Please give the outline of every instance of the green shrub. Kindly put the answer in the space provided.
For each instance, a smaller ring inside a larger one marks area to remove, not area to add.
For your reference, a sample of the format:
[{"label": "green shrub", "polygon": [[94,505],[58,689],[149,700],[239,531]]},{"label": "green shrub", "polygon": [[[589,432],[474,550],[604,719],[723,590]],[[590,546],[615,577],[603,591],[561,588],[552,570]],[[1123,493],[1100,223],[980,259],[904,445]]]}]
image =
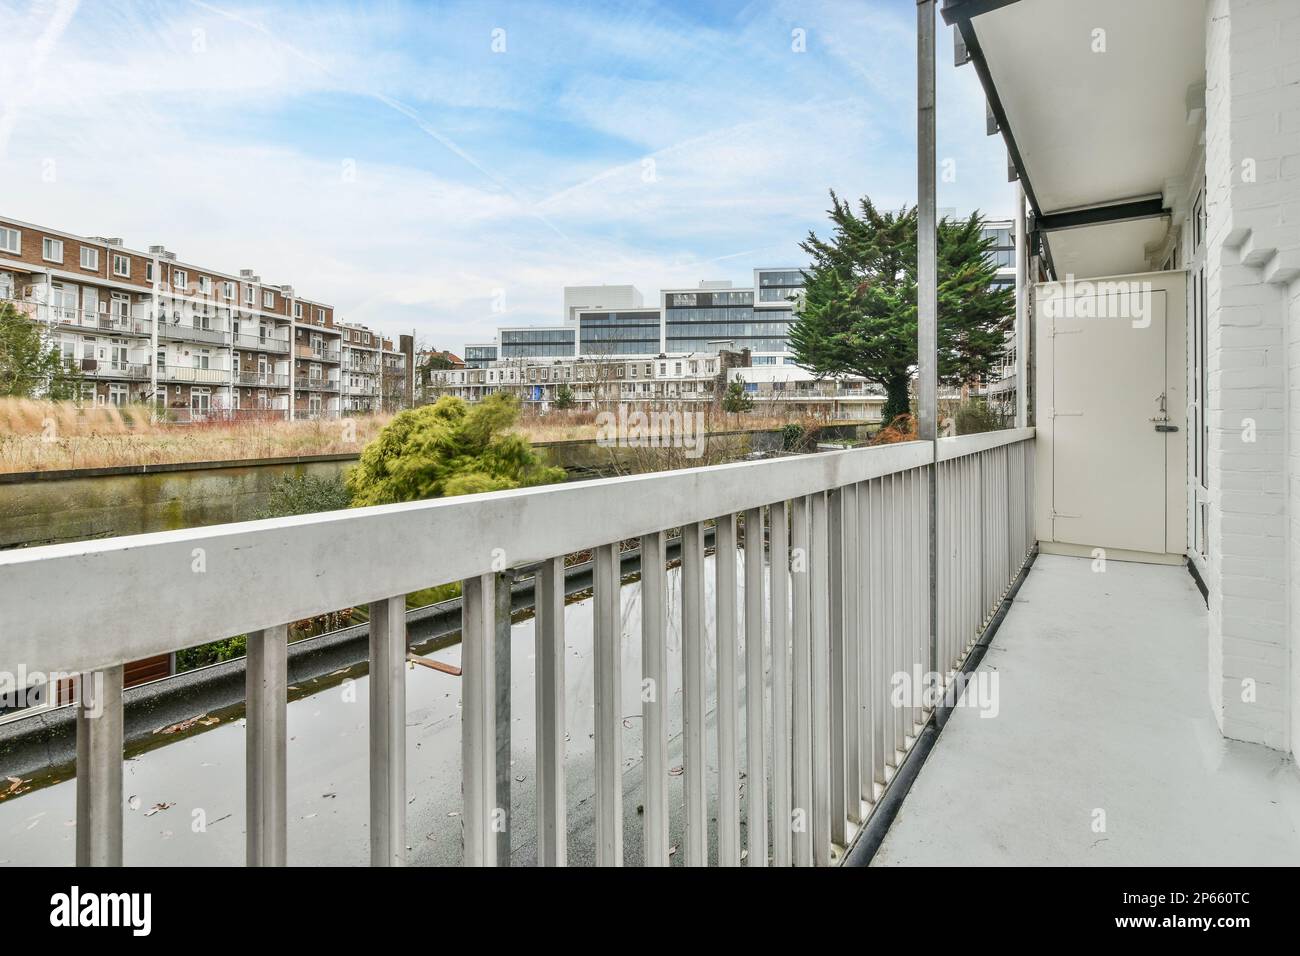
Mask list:
[{"label": "green shrub", "polygon": [[509,429],[519,400],[504,392],[477,405],[444,395],[399,412],[348,472],[352,504],[392,504],[545,485],[564,479]]},{"label": "green shrub", "polygon": [[1002,420],[983,399],[972,398],[962,403],[953,415],[958,435],[974,435],[978,432],[995,432],[1002,428]]}]

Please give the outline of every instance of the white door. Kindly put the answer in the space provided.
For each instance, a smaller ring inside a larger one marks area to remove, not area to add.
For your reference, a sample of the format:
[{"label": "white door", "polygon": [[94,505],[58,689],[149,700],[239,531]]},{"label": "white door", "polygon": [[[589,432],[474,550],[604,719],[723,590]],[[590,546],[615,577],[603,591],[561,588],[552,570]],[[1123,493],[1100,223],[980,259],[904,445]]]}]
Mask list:
[{"label": "white door", "polygon": [[[1182,282],[1181,274],[1177,277]],[[1039,424],[1050,540],[1182,554],[1185,327],[1141,277],[1040,287]]]}]

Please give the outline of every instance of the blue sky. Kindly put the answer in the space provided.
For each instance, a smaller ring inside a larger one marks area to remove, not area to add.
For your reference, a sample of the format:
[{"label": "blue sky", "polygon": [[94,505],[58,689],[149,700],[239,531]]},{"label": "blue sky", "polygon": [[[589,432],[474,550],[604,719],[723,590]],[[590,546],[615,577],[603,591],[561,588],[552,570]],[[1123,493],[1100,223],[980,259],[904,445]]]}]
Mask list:
[{"label": "blue sky", "polygon": [[[439,347],[558,322],[566,284],[799,264],[828,188],[914,198],[913,0],[0,0],[0,22],[4,214]],[[978,81],[938,42],[940,205],[1005,215]]]}]

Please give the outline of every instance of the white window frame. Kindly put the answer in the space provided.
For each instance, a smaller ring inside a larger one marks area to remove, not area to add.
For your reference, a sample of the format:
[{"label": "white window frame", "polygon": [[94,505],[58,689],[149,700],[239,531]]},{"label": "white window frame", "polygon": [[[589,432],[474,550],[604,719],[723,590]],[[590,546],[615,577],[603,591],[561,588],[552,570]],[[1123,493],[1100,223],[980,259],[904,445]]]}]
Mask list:
[{"label": "white window frame", "polygon": [[[57,259],[52,254],[56,248],[58,249],[59,252]],[[62,264],[63,240],[55,239],[53,236],[42,236],[41,237],[41,258],[44,259],[46,262],[58,262]]]},{"label": "white window frame", "polygon": [[[12,237],[12,241],[10,238]],[[23,234],[19,229],[0,226],[0,252],[20,256],[23,252]]]},{"label": "white window frame", "polygon": [[212,294],[212,277],[211,277],[211,276],[199,276],[199,292],[202,293],[203,295],[211,295],[211,294]]},{"label": "white window frame", "polygon": [[235,297],[235,284],[233,282],[223,282],[221,294],[222,298],[229,302]]},{"label": "white window frame", "polygon": [[184,269],[173,269],[173,270],[172,270],[172,288],[173,288],[173,289],[180,289],[181,292],[185,292],[185,291],[189,288],[189,285],[190,285],[190,277],[189,277],[188,275],[186,275]]},{"label": "white window frame", "polygon": [[90,272],[99,271],[99,250],[94,246],[81,247],[81,268]]},{"label": "white window frame", "polygon": [[301,302],[295,302],[295,303],[293,304],[293,317],[294,317],[295,319],[301,319],[301,318],[302,318],[302,303],[301,303]]},{"label": "white window frame", "polygon": [[244,286],[244,304],[257,305],[257,290],[251,285]]},{"label": "white window frame", "polygon": [[270,289],[264,289],[262,291],[262,308],[264,309],[275,308],[275,293],[272,292]]},{"label": "white window frame", "polygon": [[113,253],[113,275],[123,279],[131,278],[131,257],[120,252]]}]

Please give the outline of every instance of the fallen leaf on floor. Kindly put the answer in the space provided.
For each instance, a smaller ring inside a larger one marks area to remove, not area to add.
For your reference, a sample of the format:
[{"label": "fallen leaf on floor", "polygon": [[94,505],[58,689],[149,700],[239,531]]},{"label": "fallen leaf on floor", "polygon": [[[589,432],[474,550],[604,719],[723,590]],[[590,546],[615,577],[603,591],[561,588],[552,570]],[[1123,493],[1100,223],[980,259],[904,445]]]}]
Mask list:
[{"label": "fallen leaf on floor", "polygon": [[155,803],[152,807],[150,807],[148,810],[144,812],[144,815],[146,817],[151,817],[155,813],[159,813],[162,810],[169,810],[174,806],[176,806],[176,804],[174,803]]},{"label": "fallen leaf on floor", "polygon": [[[207,714],[199,714],[197,717],[190,717],[188,720],[182,720],[179,723],[171,724],[167,727],[159,727],[154,731],[155,734],[178,734],[182,731],[189,730],[195,724],[199,723]],[[215,721],[214,721],[215,723]]]}]

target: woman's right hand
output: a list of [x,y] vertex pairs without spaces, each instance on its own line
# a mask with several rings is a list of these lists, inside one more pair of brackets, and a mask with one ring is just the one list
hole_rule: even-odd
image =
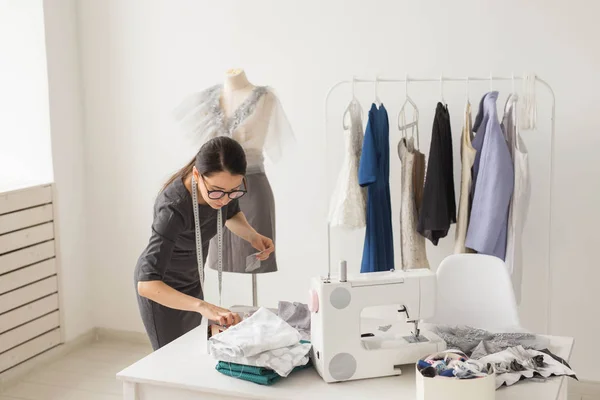
[[241,321],[241,318],[237,313],[233,313],[226,308],[215,306],[214,304],[205,301],[200,308],[200,314],[202,314],[204,318],[208,318],[224,328],[237,325]]

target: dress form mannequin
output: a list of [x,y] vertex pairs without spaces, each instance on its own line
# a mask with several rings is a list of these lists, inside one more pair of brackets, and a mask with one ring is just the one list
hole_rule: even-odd
[[225,73],[223,92],[221,93],[221,107],[225,116],[231,115],[252,94],[256,88],[246,76],[243,69],[230,69]]
[[[176,118],[200,147],[210,138],[228,136],[242,145],[246,152],[248,194],[239,200],[248,222],[262,235],[275,242],[275,252],[256,268],[247,257],[256,249],[233,235],[223,232],[223,272],[252,274],[252,299],[257,306],[256,274],[277,271],[277,241],[275,199],[265,174],[267,158],[276,163],[284,144],[294,141],[285,112],[268,86],[253,85],[242,69],[230,69],[221,84],[194,93],[184,99],[176,110]],[[211,242],[207,266],[217,268],[217,248]],[[250,265],[250,269],[249,269]]]

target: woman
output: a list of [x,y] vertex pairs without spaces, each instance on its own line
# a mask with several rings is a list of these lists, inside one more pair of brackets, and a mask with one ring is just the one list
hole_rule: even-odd
[[217,137],[171,177],[156,199],[152,235],[135,268],[138,305],[154,350],[200,325],[202,317],[223,326],[239,322],[237,314],[203,300],[199,263],[206,261],[209,241],[217,234],[219,212],[231,232],[261,251],[257,258],[266,260],[273,252],[273,241],[257,233],[240,211],[245,174],[246,155],[240,144]]

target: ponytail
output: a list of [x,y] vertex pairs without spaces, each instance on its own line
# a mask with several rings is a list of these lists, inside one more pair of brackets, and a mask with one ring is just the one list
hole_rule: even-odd
[[179,171],[177,171],[173,175],[171,175],[169,180],[163,185],[163,187],[160,191],[162,192],[163,190],[165,190],[167,188],[167,186],[169,186],[171,183],[175,182],[175,180],[184,178],[184,177],[188,176],[189,174],[191,174],[192,170],[194,169],[195,163],[196,163],[196,157],[192,158],[190,160],[190,162],[188,162],[183,168],[181,168]]

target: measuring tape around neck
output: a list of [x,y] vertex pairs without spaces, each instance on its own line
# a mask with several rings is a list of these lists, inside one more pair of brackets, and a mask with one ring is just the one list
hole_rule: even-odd
[[[198,183],[192,175],[192,206],[194,208],[194,225],[196,230],[196,259],[198,261],[198,272],[200,273],[200,287],[202,296],[204,291],[204,257],[202,251],[202,231],[200,229],[200,206],[198,205]],[[219,209],[217,213],[217,242],[218,242],[218,274],[219,274],[219,306],[221,305],[221,292],[223,287],[223,212]]]

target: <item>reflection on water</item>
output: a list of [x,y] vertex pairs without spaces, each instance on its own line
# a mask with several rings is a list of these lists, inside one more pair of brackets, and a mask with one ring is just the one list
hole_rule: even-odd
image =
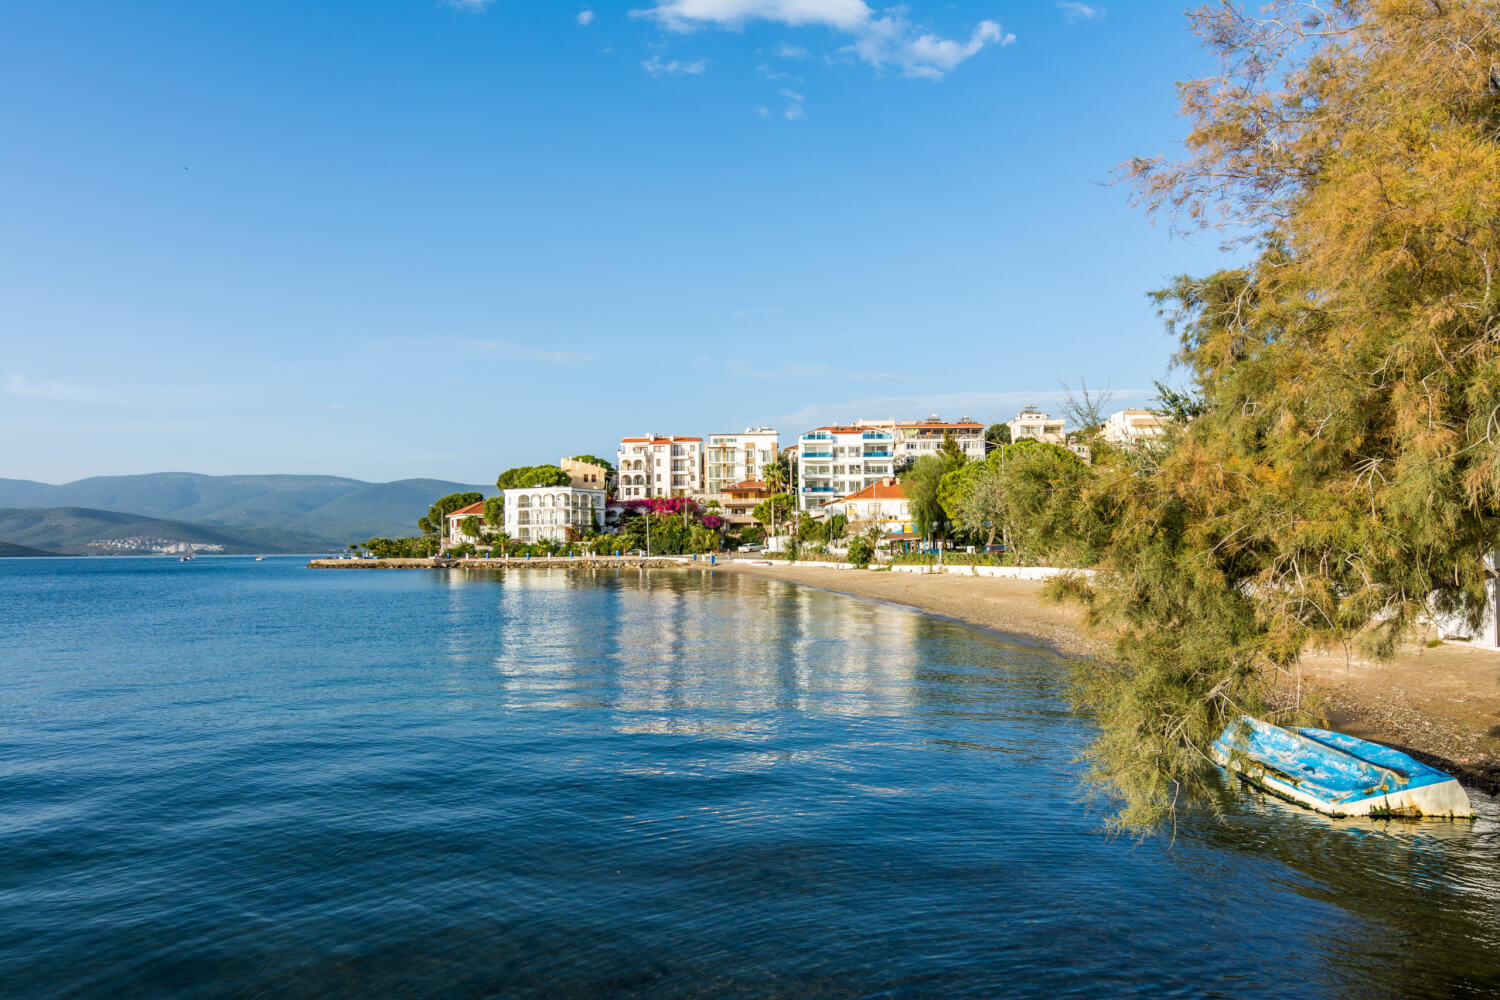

────

- WHAT TO WORK ON:
A single number is the expected reply: the number of lines in the listing that contain the string "woman".

- ANSWER TO THIS PROBLEM:
2